-- MATERIAL FOR THE TASK start --
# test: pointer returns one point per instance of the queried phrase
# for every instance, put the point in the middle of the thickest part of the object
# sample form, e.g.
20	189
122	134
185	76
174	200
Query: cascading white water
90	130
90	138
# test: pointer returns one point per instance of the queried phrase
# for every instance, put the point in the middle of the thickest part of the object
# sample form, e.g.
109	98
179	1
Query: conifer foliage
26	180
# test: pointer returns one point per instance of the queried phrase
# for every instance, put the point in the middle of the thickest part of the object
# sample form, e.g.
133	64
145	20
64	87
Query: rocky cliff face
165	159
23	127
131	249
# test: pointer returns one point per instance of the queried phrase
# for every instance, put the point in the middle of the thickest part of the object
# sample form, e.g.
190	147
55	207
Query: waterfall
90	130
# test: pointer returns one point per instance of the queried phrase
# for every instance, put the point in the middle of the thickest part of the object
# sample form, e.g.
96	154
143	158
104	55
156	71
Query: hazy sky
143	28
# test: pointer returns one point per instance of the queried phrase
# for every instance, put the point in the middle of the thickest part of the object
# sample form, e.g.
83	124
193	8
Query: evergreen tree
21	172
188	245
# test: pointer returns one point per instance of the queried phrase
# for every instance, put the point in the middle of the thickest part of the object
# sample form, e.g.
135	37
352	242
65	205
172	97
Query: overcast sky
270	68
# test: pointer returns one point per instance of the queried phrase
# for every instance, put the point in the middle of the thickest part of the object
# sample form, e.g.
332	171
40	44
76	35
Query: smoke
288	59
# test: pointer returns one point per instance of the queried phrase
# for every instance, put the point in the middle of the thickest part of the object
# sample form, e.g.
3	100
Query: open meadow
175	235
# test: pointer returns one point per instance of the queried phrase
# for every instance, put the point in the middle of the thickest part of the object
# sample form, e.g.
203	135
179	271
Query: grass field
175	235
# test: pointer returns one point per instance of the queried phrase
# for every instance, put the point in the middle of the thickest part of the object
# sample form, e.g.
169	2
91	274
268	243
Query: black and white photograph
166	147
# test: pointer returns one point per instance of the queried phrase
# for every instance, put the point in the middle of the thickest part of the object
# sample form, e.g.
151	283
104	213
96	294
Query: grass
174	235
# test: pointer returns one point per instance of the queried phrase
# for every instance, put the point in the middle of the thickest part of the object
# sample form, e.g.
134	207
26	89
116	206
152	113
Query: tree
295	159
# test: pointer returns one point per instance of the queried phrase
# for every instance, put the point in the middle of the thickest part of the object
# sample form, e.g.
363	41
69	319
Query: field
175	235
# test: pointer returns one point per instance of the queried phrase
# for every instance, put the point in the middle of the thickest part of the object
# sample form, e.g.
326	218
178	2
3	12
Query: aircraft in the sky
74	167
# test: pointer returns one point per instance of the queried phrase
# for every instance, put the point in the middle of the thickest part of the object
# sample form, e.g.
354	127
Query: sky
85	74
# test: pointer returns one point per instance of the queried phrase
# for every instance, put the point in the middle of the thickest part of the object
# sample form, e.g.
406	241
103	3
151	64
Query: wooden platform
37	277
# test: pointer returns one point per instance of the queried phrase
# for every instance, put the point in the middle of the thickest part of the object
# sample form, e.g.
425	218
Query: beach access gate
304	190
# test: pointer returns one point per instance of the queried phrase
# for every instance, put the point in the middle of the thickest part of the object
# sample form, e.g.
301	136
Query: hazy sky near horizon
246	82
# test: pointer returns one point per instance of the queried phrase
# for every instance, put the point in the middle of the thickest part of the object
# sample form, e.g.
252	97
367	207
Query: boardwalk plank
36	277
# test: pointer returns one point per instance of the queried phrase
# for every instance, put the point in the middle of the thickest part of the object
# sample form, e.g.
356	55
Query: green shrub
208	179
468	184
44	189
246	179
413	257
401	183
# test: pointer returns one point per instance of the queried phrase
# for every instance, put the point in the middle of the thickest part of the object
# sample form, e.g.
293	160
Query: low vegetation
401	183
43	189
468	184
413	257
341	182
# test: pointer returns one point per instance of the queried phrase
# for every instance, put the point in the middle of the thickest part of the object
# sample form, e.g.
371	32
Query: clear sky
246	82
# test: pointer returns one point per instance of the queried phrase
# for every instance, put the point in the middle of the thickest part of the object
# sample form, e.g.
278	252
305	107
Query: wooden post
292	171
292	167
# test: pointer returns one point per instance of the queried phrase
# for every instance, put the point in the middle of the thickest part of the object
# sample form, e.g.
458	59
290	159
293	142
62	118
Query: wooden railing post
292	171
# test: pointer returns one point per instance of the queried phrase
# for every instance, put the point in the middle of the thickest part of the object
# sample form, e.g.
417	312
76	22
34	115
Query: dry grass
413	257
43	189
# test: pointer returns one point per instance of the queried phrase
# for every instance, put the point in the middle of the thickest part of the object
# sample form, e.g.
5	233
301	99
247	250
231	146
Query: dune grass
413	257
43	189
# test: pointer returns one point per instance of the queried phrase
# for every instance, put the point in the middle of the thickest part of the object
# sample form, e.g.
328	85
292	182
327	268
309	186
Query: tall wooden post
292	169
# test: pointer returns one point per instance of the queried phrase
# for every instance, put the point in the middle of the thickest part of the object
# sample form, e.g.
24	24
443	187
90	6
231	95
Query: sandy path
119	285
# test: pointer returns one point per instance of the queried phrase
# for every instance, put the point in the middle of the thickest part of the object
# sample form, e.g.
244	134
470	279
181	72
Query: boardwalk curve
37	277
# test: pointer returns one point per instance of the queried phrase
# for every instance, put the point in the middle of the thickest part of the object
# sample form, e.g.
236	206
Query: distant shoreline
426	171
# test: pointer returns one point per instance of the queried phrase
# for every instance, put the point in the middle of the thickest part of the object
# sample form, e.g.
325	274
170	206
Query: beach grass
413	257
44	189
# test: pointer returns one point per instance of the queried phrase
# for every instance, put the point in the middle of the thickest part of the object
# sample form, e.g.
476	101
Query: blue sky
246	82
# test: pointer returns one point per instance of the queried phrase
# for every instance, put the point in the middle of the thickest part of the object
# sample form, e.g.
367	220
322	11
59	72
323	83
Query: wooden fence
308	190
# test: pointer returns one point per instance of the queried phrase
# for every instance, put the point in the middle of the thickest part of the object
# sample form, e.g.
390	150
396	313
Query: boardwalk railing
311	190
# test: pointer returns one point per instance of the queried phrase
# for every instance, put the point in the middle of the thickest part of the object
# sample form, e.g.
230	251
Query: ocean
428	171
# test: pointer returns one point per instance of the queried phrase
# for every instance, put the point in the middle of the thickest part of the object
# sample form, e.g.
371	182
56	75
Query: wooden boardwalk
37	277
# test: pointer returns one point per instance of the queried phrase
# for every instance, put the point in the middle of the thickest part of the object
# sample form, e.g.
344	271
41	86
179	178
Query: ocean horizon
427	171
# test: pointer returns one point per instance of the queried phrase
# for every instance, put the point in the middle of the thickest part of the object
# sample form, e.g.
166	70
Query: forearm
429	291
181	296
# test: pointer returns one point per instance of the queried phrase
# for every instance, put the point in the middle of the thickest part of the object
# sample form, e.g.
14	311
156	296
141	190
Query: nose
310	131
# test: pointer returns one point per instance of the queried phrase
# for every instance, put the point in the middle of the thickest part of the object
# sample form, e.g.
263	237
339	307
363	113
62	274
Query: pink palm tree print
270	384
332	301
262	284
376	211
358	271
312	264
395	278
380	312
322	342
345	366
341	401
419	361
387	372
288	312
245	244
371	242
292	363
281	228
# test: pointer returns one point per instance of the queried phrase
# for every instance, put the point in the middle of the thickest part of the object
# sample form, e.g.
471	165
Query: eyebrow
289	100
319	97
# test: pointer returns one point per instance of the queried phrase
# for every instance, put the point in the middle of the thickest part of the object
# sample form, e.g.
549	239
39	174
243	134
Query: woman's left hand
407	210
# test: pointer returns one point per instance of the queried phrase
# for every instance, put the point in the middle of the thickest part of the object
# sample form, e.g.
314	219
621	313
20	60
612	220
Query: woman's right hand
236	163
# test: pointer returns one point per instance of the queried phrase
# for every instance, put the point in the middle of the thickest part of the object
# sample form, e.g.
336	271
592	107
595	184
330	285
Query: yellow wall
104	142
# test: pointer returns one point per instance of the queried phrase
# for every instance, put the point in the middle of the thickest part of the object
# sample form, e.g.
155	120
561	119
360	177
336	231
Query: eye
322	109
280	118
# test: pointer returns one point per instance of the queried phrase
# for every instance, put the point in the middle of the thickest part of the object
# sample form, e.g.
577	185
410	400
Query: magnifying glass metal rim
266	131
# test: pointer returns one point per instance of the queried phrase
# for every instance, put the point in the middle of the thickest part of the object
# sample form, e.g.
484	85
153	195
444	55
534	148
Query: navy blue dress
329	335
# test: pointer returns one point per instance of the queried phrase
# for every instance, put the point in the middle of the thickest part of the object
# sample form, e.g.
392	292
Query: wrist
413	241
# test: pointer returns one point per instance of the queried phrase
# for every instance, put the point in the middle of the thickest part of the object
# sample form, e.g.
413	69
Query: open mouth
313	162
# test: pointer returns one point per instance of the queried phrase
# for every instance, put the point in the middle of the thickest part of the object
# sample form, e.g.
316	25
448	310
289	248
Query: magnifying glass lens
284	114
-- MATERIAL FOR THE TASK end --
## PROBLEM REQUIREMENTS
Gather every line of the listing above that contains the string "blue" and copy each one in full. Case counts when matching.

## FINAL RESULT
Query: blue sky
Query: navy blue dress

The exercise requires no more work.